#### [Work item]
In the records, each line holding "wedge" must be reported.

Saved data entries:
* * *

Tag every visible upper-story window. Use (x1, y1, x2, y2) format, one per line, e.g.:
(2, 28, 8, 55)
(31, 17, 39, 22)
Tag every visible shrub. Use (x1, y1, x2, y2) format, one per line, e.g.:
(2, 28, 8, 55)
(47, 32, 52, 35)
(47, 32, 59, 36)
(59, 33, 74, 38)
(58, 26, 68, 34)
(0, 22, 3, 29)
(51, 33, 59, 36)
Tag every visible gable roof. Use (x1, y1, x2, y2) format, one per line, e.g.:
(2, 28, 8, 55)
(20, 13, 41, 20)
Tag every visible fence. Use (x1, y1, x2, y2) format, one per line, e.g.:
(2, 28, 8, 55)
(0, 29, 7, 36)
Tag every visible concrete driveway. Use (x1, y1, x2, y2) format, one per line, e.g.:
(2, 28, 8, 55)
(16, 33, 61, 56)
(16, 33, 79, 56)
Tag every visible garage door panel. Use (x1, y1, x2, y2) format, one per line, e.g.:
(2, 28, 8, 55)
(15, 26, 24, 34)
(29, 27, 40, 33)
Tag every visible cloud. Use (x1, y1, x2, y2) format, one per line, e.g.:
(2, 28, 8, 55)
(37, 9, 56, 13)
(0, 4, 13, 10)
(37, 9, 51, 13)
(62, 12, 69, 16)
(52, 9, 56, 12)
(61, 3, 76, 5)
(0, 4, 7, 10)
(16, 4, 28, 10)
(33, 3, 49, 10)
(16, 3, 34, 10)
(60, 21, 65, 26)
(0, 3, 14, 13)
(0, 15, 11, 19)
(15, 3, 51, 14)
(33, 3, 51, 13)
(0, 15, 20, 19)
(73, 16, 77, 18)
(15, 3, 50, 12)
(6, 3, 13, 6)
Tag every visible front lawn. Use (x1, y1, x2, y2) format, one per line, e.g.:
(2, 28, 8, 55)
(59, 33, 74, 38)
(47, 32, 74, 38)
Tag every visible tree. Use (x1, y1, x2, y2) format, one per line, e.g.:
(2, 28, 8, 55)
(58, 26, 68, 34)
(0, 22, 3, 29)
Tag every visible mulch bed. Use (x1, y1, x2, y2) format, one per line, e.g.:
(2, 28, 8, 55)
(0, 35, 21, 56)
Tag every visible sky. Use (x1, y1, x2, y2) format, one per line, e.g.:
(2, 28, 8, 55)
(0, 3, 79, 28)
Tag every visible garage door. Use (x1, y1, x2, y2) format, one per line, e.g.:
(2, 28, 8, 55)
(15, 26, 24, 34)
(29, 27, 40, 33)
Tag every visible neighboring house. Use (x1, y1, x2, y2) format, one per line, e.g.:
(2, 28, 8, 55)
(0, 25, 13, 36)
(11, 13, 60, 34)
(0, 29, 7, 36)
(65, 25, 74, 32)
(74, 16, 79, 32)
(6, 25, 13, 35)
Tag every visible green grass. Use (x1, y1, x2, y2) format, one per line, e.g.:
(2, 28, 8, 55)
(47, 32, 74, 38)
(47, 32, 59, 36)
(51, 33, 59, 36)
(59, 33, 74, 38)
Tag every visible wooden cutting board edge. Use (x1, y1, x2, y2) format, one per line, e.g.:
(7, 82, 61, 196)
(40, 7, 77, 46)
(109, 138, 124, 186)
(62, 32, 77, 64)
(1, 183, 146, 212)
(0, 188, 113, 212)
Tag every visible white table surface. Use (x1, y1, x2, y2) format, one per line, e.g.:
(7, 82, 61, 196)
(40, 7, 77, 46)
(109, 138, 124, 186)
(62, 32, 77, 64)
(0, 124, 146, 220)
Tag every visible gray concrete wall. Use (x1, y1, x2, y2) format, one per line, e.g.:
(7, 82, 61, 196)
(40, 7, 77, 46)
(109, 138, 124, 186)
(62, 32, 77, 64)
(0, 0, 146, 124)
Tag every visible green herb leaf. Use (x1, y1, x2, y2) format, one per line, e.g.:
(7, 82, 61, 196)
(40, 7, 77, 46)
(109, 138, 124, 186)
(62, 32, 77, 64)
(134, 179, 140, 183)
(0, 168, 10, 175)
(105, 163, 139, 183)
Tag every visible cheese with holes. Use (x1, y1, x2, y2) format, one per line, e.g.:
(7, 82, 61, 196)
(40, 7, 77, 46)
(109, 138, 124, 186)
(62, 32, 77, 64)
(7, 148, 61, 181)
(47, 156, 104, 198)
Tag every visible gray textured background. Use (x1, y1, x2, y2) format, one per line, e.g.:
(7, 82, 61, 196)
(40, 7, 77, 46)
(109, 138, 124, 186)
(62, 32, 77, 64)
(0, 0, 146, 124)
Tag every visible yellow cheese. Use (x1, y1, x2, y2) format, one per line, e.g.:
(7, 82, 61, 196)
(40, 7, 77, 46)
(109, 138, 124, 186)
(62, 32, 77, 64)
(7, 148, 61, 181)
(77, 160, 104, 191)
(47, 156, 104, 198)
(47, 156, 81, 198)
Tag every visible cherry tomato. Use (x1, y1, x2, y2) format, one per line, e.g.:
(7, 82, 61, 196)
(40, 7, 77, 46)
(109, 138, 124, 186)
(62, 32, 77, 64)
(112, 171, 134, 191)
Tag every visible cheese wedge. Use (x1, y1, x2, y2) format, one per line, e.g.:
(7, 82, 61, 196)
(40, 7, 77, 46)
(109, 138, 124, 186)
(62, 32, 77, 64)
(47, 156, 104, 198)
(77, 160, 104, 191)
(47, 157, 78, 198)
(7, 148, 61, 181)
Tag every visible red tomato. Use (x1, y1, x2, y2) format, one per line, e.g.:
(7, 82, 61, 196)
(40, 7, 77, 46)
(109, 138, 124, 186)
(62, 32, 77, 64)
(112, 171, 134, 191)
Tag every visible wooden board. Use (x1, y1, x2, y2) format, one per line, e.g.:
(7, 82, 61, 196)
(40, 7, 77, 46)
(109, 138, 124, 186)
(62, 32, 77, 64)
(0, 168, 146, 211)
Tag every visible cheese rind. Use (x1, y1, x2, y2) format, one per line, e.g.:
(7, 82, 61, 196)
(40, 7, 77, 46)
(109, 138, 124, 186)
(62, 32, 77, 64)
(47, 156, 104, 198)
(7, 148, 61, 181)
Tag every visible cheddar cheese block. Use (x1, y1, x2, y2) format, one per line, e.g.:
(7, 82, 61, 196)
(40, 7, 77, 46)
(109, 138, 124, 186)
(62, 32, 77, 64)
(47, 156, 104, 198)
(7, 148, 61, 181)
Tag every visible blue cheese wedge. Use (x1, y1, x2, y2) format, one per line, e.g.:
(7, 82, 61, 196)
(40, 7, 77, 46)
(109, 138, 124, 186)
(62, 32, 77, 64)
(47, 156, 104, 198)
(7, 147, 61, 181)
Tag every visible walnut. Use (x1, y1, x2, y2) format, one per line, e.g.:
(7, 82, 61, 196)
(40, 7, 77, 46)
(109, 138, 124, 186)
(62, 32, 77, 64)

* * *

#### [Answer space]
Tag every visible cheese wedge. Use (x1, y1, x2, y2) format, one per line, e.g.:
Tag every visible blue cheese wedge. Use (x1, y1, x2, y2) format, one per line, e.g.:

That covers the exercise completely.